Task goal >>
Scan the entries line by line and return those with "embroidered".

::::::::

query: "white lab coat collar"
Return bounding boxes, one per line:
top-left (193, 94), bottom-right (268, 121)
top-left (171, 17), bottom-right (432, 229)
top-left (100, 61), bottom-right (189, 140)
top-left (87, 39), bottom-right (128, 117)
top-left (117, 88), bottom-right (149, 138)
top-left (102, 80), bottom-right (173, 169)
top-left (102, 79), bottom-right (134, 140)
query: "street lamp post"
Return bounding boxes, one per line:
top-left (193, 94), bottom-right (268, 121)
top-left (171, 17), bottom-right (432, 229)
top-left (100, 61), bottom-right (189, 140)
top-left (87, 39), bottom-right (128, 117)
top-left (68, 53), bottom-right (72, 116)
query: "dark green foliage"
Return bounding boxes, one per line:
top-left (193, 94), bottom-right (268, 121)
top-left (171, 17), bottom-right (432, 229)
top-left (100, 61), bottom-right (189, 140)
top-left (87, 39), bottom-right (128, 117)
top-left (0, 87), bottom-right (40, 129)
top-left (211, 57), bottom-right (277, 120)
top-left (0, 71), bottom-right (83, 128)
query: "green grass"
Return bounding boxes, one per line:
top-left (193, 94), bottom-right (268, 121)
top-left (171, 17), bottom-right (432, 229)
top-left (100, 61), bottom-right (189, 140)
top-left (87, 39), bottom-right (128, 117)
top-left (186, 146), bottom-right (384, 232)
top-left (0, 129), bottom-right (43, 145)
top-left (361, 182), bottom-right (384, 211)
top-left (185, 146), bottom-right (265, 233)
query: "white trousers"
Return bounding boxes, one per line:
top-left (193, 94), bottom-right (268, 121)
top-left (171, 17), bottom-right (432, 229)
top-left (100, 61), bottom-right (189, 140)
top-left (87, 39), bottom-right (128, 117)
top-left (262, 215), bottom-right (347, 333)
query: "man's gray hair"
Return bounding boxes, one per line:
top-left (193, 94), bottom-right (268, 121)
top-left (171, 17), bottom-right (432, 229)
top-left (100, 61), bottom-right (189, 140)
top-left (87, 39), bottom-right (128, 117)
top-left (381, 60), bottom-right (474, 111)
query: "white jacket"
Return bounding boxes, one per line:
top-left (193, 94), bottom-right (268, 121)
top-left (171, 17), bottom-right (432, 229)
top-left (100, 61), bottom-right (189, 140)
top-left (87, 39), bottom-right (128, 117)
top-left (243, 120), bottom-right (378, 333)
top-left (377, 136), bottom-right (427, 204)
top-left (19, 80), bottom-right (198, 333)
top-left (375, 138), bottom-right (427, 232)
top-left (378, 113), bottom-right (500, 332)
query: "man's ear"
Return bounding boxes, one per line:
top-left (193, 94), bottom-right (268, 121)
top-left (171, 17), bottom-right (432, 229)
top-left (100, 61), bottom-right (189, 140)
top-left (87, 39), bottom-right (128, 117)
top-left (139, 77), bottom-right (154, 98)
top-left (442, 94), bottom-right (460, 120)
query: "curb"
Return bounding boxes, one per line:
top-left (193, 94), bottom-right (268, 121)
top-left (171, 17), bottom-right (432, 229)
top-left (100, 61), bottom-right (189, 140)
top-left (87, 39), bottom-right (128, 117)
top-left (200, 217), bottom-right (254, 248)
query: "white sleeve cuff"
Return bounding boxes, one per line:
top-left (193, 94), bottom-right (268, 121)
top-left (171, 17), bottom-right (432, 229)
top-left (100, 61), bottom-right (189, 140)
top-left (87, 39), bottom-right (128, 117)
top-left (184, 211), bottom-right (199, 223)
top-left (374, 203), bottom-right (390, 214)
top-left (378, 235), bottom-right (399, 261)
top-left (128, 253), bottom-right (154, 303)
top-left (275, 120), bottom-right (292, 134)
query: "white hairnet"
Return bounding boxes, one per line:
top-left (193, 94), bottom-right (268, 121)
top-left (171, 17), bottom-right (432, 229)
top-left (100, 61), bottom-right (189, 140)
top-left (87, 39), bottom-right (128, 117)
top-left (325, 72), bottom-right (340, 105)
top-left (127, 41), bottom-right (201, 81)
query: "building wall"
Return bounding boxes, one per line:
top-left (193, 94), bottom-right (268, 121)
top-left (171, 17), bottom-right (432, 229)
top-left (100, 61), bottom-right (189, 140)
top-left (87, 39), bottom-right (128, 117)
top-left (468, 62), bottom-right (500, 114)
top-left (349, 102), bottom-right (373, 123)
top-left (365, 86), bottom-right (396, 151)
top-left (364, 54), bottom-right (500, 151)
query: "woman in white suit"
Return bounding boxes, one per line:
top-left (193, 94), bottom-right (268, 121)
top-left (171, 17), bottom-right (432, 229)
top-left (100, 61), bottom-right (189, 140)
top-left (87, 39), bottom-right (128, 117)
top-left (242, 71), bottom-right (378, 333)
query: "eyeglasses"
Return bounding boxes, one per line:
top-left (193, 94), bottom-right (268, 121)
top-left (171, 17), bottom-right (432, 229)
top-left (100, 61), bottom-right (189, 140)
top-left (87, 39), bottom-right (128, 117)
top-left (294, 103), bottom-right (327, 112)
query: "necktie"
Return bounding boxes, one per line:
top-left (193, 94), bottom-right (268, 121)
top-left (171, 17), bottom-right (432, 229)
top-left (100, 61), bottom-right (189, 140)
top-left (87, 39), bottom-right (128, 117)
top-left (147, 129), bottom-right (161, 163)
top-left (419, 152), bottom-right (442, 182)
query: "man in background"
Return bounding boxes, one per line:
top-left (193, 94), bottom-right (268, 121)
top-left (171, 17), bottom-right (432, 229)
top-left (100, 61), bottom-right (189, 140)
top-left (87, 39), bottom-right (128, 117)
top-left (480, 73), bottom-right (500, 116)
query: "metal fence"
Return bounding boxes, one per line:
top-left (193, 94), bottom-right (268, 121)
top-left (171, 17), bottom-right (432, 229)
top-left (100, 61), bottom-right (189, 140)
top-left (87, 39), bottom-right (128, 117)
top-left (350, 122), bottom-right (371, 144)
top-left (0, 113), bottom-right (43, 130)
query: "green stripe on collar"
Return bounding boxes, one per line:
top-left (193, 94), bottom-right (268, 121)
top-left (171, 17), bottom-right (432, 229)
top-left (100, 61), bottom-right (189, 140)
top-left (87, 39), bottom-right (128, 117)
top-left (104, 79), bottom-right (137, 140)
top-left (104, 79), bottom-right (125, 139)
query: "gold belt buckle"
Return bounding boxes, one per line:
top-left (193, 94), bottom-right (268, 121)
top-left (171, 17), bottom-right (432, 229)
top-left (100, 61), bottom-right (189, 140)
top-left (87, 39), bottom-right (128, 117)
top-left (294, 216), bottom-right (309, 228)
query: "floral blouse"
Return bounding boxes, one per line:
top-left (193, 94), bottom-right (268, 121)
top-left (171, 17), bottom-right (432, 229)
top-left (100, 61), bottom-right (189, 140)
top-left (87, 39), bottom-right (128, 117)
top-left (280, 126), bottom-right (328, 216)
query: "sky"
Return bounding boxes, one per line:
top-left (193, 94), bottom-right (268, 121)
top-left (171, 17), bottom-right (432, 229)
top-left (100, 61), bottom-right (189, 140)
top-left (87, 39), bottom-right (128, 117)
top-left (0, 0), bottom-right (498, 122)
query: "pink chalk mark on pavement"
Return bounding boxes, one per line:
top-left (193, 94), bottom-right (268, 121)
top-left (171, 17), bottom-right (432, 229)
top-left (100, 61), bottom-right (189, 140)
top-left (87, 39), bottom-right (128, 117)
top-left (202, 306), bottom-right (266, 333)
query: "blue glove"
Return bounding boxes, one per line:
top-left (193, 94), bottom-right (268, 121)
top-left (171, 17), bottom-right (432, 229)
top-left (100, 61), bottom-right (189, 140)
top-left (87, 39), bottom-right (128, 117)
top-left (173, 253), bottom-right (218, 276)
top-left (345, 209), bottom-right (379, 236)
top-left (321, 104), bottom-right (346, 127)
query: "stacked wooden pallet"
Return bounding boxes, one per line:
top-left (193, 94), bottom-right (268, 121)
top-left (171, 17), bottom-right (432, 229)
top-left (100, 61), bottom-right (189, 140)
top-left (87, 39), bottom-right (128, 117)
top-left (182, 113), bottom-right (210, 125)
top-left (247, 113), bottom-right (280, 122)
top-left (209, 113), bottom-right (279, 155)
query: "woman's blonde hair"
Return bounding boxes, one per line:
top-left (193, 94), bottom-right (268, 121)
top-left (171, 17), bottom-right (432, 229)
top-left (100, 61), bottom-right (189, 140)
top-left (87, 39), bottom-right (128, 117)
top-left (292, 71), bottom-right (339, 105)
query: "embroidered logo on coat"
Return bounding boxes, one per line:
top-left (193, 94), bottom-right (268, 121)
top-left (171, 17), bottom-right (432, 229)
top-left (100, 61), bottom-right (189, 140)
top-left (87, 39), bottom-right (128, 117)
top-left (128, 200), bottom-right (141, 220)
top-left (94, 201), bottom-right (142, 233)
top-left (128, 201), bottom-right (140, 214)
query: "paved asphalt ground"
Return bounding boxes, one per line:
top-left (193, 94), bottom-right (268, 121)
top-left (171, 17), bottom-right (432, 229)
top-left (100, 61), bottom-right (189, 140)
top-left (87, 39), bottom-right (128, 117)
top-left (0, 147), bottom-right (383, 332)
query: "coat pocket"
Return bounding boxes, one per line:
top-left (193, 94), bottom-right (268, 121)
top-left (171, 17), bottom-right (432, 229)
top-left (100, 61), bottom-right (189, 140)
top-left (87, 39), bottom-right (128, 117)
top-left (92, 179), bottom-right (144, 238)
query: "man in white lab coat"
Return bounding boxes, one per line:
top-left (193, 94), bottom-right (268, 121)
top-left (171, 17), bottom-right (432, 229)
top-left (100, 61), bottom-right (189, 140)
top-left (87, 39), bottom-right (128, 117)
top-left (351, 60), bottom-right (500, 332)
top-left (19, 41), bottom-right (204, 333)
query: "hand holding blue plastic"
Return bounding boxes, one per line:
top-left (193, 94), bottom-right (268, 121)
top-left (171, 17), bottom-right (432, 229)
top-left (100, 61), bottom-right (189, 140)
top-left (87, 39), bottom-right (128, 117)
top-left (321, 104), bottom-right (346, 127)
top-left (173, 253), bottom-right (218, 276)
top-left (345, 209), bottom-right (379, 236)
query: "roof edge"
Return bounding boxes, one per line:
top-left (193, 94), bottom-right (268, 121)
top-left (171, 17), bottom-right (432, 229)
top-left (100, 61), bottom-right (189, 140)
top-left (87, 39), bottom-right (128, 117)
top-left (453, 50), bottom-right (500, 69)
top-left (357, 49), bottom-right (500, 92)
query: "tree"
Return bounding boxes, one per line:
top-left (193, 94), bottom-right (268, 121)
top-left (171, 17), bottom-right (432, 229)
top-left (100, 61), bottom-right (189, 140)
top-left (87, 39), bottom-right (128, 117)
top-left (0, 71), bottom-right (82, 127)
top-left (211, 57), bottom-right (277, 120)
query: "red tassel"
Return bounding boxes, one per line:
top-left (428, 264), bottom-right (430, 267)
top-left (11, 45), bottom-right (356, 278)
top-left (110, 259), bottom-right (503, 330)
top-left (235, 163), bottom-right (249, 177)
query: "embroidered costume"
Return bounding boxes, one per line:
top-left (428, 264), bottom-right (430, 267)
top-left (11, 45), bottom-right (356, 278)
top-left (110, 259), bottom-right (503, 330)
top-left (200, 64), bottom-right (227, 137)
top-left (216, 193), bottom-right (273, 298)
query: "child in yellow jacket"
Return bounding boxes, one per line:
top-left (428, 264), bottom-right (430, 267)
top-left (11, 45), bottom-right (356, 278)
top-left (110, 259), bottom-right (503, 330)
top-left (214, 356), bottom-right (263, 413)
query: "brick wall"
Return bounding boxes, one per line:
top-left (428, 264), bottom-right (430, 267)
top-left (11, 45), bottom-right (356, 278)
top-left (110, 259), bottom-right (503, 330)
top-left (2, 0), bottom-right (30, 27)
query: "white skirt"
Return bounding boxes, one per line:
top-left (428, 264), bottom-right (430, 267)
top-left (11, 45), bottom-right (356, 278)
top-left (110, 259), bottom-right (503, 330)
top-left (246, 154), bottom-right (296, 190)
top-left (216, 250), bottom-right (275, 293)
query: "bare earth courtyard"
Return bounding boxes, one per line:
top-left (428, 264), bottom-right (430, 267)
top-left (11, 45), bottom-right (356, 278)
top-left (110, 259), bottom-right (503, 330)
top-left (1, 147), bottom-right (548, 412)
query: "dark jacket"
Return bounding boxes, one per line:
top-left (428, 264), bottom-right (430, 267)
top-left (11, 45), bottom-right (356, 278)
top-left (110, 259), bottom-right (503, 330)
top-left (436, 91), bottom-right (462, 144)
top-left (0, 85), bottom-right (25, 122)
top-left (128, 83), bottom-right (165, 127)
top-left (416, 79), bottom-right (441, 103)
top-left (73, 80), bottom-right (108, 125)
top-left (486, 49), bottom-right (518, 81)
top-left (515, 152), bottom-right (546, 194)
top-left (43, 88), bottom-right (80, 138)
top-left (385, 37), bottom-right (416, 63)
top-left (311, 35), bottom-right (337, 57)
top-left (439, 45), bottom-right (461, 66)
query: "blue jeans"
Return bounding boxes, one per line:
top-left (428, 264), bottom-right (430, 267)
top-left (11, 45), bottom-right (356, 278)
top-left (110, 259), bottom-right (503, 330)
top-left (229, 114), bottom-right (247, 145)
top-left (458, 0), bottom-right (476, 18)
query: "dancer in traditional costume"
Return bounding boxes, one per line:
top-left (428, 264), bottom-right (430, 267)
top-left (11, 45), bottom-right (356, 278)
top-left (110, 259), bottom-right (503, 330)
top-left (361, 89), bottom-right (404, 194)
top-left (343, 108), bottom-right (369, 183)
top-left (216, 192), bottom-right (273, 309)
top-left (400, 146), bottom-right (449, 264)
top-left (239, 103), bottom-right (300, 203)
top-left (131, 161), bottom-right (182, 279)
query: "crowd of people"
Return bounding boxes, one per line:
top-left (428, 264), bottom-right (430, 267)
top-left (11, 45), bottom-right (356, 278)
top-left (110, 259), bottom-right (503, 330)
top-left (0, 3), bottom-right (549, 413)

::::::::

Answer area >>
query: "embroidered logo on coat"
query: "embroidered costume"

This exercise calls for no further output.